## TRAVAIL À EFFECTUER:
1. Les affirmations suivantes s’accordent-elles avec le texte sur Freud et la psychanalyse ? (a) Freud s’appuie sur une base de connaissances déjà acquise. (b) Freud est juriste de formation. (c) Les métaphores freudiennes s’enracinent notamment dans la physique et la chimie. Répondez par oui ou par non pour chacune, en citant les mots décisifs du texte.
2. D’après le texte sur Freud et la psychanalyse, pourquoi les métaphores freudiennes s’enracinent-elles dans la physique, la chimie, la biologie et les sciences sociales ? Répondez en une à trois phrases.
3. Reprenez le texte sur Freud et la psychanalyse à la suite de sa dernière phrase.

## TEXTE À LIRE:
Mais pour ce qui est de Freud, alors que la psychanalyse n’existe pas encore, cette légitimité est entièrement à construire car il n’y a pas de population déjà prête à entendre un discours qui est encore à inventer ; un discours dont les mots pour le dire ou plutôt les métaphores pour le dire n’existent pas encore. Il faut néanmoins tempérer cette idée en constatant que la modification fondamentale des repères de pensée, impliquée par la révolution psychanalytique, nécessite une déconstruction/reconstruction à partir de ce qui existe déjà, c’est à dire justement à partir de ces même repères que l’on cherche à transformer. Ceci ne peut se faire que sur le sol déjà solide d’un pouvoir déjà en place ; la science de manière générale. Or Freud est médecin et possède une solide culture générale ce qui le rend particulièrement à l’aise pour naviguer dans ce terreau du savoir scientifique. Freud ne va donc pas créer la psychanalyse dans un mouvement de total génération spontanée. Freud va se servir d’une base déjà acquise ; Il va devoir jouer avec des connaissances, des repères du savoir, qui sont aussi les siens, et les transformer métaphoriquement en une métapsychologie assimilable par les autres dans leurs référentiels théoriques respectifs. C’est pourquoi les métaphores freudiennes s’enracinent dans la physique, la chimie, la biologie et un grand nombre de sciences sociales. Car entre son imaginaire et celui des autres, il doit franchir une radicale hétérogénéité, ce qui ne peut se produire que par l’intermédiaire de la métaphore qui permet le passage d’un référentiel à l’autre en utilisant des mots communs.

## LES DONNÉES:
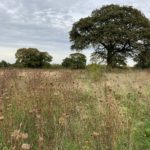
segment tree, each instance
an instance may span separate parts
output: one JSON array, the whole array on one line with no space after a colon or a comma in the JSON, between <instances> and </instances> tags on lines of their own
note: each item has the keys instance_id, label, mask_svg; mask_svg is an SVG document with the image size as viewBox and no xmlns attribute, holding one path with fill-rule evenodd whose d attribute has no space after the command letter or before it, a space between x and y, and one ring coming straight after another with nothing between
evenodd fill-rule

---

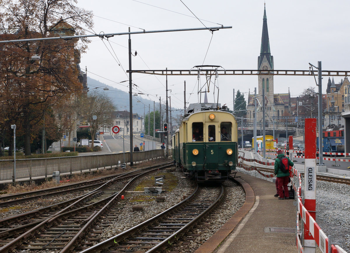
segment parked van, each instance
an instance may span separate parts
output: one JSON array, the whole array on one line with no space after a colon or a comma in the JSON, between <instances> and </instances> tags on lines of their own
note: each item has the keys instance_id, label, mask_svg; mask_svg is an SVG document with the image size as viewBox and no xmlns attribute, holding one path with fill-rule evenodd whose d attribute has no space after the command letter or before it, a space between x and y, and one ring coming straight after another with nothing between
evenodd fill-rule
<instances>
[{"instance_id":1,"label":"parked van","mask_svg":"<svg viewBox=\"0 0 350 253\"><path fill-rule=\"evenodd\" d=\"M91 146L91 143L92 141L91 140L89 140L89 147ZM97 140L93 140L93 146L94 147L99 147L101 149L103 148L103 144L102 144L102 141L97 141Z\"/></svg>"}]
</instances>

## VOS RÉPONSES ÉCRITES:
1.
(a) Oui : « Freud va se servir d’une base déjà acquise ».
(b) Non : « Or Freud est médecin ».
(c) Oui : « les métaphores freudiennes s’enracinent dans la physique, la chimie, la biologie et un grand nombre de sciences sociales ».

2. Freud doit jouer avec des connaissances et des repères du savoir qui sont aussi les siens, puis les transformer métaphoriquement en une métapsychologie assimilable par les autres dans leurs référentiels théoriques respectifs. Entre son imaginaire et celui des autres, il doit en effet franchir une radicale hétérogénéité, ce que seule la métaphore permet, car elle fait passer d’un référentiel à l’autre au moyen de mots communs.

3.
Si nous reprenons alors, sur la lancée de la réflexion de Pierre Bourdieu, nous savons que pour qu’un discours tienne, cela suppose l’existence d’un contexte. C’est à dire d’un «dispositif » axé sur des codifications (notamment langagières, mais pas seulement) conscientes ou pas, mettant en circulation le savoir, entre un orateur dont la parole est légitimée et les auditeurs (groupes ou institutions) qui légitiment cette parole. Or, par son statut de médecin et de biologiste, Freud est déjà détenteur d’une autorité de parole ; toute la difficulté étant alors de transformer cette première légitimité de médecin en une légitimité du discours psychanalytique. Freud est donc, selon le vocabulaire de la sociologie, à la fois un porte-parole légitime du savoir médical et, concernant sa métapsychologie, un agent en quête de légitimité c’est-à-dire en quête des agents capables de le légitimer. Il va s’agir là pour Freud d’opérer une véritable opération de transformation d’un dispositif de mise en légitimité vers un autre dispositif de mise en légitimité dévolu cette fois à sa métapsychologie.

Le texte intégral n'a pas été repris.